* [本文抜粋]

#####

「上州名物からっ風」に吹かれ「上信電鉄沿線」を巡った旅の様子をお送りしています。















































さて、いよいよやって来たのは、近代日本に芽生えた「殖産興業」を代表する史跡、世界遺産「富岡製糸場」(群馬県富岡市)です。
正面の入り口から入ったすぐのところに、さっそく、大きなレンガ造りの建物が堂々としたたたずまいです。生糸の原料となる「繭」を保管していた、東西に分かれた「置繭所(おきまゆじょ)」というものです。

その門には、この「富岡製糸場」が操業を開始した「明治五年」の文字も見られます。

その「東置繭所1階」がメイン展示室になっていました。

展示室の前にあった最初のパネル。その敷地の広さに驚くとともに、開場当時の錦絵を見ますと、あたかも「西洋の城郭」のようです。

それでは、展示室内の展示をじっくりと拝見して行こうと思うのですが…

こちらでは「製糸場」が「富岡」に設けられ、操業をはじめたゆえんや、その後の発展、また、工場内での工女の生活などについて、大変興味深い展示がなされていました。ここからは先日来、登場している、
「各駅停車全国歴史散歩11 群馬県」
(土井耕作著・河出書房新社編 昭和58年7月初版 絶版)
にも分かりやすい紹介があったので、この書籍とパネル展示に沿って、製糸場内部に設けられたさまざまな施設も垣間見ながら、項を進めて行きたいと思います。
蚕糸王国の象徴 上州富岡
上州が誇った富岡製糸場
富岡駅のホームに降り立つと、西北に奇峰・妙義山がよく見える。
駅前広場は下仁田・松井田・甘楽(かんら)方面へのバスターミナルで、沿線の中枢都市としての顔がうかがえる。

さて、富岡市といえば、まず富岡製糸場が思い起こされる。
富岡製糸場は明治五年九月、日本で最初の官営模範工場として開設された。

安政の横浜開港以来、日本の生糸産業は飛躍的に発展し、外貨を獲得する上でもっとも重要な産業となった。
そこで政府はフランス人・ブリューナー(ポール・ブリューナー、1840-1904。フランス人の生糸生産者。幕末期に来日し、明治新政府によって欧米の先進的な技術や知識を導入する目的で雇用された、いわゆる「お雇い外国人」として富岡製糸場の開設に尽力した)に委嘱して、官営の製糸場を建設するため信州、上州、武州などの各地を踏査していた。

#####

* [提示情報]
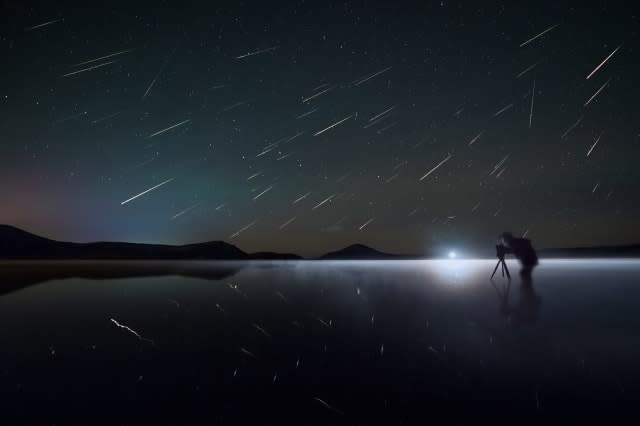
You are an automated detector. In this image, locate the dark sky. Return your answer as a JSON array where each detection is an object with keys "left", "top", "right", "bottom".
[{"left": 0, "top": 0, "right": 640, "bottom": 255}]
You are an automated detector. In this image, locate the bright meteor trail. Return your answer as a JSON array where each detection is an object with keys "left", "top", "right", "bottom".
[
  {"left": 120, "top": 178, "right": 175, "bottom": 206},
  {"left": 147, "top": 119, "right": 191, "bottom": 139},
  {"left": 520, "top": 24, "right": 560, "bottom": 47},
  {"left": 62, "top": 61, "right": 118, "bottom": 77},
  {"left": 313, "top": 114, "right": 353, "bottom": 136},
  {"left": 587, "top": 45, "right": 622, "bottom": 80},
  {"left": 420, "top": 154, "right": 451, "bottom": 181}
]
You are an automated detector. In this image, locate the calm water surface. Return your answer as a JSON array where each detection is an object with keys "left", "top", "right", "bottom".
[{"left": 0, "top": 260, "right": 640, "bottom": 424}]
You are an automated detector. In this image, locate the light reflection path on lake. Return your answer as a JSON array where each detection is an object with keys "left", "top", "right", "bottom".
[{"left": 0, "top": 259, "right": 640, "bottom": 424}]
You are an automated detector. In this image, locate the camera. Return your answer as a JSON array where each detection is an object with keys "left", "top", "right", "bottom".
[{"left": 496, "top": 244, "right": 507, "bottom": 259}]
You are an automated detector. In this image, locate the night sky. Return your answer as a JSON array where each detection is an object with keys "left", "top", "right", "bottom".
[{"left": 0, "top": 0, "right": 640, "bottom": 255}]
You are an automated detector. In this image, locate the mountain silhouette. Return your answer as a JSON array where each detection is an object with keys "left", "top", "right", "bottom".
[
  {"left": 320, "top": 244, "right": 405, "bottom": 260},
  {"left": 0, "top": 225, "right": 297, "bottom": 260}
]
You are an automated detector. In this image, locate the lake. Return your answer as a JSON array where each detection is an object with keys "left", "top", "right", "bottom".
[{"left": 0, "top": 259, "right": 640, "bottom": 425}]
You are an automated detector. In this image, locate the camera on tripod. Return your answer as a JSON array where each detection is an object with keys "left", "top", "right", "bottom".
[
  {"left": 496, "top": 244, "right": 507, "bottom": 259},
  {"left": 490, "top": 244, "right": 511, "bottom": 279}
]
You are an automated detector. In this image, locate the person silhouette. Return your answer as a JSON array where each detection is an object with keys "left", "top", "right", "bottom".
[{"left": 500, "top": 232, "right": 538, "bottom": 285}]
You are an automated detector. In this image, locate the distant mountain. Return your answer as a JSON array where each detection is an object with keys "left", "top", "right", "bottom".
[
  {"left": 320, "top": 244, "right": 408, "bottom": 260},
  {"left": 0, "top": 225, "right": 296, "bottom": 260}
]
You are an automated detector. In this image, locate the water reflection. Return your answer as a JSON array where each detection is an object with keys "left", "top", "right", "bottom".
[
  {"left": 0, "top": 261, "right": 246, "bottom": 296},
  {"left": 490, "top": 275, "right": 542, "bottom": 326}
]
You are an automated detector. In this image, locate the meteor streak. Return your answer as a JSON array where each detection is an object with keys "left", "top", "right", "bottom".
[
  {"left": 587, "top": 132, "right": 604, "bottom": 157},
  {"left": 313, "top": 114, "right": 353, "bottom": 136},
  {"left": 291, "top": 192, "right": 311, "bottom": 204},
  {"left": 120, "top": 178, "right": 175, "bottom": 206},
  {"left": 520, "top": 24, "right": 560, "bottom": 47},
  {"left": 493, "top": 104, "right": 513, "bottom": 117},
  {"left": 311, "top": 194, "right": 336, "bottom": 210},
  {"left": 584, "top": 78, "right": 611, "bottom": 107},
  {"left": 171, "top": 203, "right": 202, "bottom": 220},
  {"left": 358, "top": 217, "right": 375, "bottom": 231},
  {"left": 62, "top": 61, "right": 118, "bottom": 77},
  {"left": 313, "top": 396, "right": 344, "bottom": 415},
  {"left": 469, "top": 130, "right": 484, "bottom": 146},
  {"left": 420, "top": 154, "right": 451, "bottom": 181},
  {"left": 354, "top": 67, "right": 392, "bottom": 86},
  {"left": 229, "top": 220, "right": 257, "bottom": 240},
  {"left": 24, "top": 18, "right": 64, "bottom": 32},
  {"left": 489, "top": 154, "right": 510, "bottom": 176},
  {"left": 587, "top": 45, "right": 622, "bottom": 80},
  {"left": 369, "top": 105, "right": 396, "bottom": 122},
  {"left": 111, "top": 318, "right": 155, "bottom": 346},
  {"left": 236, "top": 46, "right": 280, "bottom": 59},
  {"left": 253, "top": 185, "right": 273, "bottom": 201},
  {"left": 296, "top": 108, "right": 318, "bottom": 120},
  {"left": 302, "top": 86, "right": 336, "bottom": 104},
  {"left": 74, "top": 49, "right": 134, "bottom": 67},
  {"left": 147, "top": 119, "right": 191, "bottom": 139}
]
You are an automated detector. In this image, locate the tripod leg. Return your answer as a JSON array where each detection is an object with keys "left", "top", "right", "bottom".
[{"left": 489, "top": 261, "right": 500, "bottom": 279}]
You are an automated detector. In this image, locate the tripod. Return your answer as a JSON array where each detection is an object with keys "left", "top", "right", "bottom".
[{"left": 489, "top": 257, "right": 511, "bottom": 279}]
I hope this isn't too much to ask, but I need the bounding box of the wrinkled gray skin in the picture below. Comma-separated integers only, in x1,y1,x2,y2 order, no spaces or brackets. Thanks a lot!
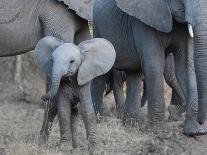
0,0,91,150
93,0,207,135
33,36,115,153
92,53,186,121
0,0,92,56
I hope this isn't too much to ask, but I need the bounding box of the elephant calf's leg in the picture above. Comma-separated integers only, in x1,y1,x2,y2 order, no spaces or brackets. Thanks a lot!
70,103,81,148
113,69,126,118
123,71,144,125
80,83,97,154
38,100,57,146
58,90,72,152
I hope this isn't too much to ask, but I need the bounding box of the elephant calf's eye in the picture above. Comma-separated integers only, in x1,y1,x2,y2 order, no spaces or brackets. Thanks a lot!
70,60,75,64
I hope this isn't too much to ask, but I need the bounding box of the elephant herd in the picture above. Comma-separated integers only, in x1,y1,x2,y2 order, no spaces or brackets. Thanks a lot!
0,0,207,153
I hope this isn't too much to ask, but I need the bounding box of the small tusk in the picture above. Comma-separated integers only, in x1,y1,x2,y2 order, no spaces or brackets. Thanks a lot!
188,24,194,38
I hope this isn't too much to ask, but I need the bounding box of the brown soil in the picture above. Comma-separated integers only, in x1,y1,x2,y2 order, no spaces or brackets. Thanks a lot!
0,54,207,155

#####

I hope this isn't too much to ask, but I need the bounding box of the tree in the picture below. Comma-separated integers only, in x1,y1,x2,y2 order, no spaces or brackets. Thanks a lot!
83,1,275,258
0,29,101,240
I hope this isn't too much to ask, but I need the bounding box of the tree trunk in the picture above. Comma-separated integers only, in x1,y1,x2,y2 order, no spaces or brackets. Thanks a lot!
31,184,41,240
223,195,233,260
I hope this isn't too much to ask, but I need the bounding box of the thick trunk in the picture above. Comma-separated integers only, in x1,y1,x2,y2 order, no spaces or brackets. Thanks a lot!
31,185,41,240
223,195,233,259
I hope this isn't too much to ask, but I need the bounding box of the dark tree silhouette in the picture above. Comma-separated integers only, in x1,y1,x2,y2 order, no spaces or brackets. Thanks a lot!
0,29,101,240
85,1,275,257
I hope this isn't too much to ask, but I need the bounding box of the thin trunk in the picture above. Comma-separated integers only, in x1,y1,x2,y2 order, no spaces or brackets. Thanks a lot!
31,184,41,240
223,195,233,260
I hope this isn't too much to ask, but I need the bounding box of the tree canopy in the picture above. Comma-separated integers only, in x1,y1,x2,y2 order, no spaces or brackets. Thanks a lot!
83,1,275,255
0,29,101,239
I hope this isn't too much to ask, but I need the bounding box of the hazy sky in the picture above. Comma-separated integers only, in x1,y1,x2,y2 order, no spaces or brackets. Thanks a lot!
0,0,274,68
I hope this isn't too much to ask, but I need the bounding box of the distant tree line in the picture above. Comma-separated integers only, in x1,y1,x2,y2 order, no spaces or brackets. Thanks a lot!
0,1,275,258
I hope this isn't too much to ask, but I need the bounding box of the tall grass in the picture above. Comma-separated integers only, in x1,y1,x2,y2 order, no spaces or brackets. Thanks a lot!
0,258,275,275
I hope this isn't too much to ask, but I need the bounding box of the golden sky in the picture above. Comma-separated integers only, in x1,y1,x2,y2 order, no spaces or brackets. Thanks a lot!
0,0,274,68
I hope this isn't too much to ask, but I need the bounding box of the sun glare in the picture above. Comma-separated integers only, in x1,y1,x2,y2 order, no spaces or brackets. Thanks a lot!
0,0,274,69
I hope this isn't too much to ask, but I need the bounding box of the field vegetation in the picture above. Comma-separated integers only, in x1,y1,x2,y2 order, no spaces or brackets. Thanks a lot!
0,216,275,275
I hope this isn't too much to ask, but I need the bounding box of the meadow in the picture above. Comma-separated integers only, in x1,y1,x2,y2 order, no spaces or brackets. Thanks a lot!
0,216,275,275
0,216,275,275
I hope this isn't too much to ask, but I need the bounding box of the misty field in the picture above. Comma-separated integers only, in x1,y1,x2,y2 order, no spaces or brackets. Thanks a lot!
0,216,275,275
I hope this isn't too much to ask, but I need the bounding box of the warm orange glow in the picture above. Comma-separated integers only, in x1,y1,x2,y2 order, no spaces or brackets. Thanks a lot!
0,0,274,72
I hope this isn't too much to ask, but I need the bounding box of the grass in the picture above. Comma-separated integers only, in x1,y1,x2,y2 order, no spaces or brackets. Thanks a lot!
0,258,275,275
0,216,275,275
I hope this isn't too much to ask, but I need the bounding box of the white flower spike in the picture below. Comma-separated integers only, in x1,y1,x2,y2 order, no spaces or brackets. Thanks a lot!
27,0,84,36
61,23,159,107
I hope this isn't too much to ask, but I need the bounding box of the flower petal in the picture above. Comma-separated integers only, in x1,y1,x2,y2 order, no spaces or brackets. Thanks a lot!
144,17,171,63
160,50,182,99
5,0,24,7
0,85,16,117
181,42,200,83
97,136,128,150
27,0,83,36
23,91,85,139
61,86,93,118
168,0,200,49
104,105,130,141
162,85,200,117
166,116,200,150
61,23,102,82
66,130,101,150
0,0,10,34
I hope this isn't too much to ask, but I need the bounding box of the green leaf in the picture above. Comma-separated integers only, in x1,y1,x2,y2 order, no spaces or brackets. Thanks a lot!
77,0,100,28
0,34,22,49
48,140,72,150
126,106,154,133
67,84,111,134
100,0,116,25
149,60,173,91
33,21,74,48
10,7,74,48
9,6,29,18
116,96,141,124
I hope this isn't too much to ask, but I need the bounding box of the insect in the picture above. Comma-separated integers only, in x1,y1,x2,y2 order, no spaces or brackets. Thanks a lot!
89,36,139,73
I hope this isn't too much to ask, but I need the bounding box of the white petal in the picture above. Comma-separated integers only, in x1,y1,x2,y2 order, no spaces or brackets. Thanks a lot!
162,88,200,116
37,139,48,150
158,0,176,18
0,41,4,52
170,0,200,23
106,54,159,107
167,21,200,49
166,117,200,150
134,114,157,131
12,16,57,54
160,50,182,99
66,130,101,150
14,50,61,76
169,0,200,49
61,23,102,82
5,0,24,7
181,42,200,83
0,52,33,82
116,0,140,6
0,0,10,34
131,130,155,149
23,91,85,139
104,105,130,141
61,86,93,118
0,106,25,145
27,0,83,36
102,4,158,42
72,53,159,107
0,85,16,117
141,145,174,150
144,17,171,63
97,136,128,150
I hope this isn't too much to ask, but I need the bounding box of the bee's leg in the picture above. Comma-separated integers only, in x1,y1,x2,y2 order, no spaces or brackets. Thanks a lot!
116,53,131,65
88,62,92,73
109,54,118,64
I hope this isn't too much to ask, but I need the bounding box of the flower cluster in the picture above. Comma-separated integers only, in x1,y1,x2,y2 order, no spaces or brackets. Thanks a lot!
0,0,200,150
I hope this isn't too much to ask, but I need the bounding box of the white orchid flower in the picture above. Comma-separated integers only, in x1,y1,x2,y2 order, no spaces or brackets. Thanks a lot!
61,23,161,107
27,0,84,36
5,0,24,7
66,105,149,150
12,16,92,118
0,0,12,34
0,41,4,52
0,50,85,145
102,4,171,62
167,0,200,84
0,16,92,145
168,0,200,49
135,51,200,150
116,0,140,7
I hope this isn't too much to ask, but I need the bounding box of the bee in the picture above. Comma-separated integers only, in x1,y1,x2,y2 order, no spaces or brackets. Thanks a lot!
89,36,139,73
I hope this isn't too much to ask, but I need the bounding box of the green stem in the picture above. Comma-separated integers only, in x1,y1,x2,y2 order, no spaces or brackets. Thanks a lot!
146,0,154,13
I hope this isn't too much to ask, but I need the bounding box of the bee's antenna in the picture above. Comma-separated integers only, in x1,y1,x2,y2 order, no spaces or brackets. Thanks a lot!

#####

* [課題]
- 1) 富岡製糸場を紹介する文章にある「富岡製糸場は明治五年九月、日本で最初の官営模範工場として開設された。」という一文を英語に訳してください。
- 2) 富岡製糸場を紹介する文章を、最後の一文のあとから書き継いでください。

* [解答]
- 1) The Tomioka Silk Mill was established in September of Meiji 5 as Japan's first government-run model factory.

- 2)
上州では最初下仁田町が有力な候補地であったが、結局富岡市の旧藩陣屋跡一万六八〇〇坪を製糸場にすることに決定した。
富岡が選ばれた理由としては、養蚕地として良質の繭が入る、近くを流れる鏑川、高田川の水量が豊富で水質も適している、工業用蒸気エンジンを動かすボイラーの燃料、石炭(亜炭)が街道沿線の寺尾村(片岡村への合併を経て現在は高崎市の一部)から採掘される、自然の環境が良好、などの好条件があげられた。







「国宝」に指定されている「東置繭所」。広大な倉庫の内部は、その木造の温かさも加わって、あたかも神秘的な雰囲気を醸し出している。
建設工事はブリューナーの指導のもとに器械はフランス式、石炭による蒸気エンジンを動力とし、釜数三〇〇、建物はすべてレンガ造りであった。
建築材料のほとんどは地元周辺でまかなわれた。
礎石は小幡(おばた、現在の甘楽郡甘楽町)の連石山から採掘し、レンガは笹森稲荷(現在の甘楽郡甘楽町にある笹森稲荷神社。富岡から南に位置する)に窯をつくってそこの粘土を焼いた。レンガを積み上げるときの目地、接着剤は下仁田青倉の石灰を使った。工事は一年七カ月かかって明治五年七月に完成した。建設諸経費はしめて一九万八五七二円であった(注釈:かなり乱暴に現在の貨幣価値に換算すると、10~20億円くらい)。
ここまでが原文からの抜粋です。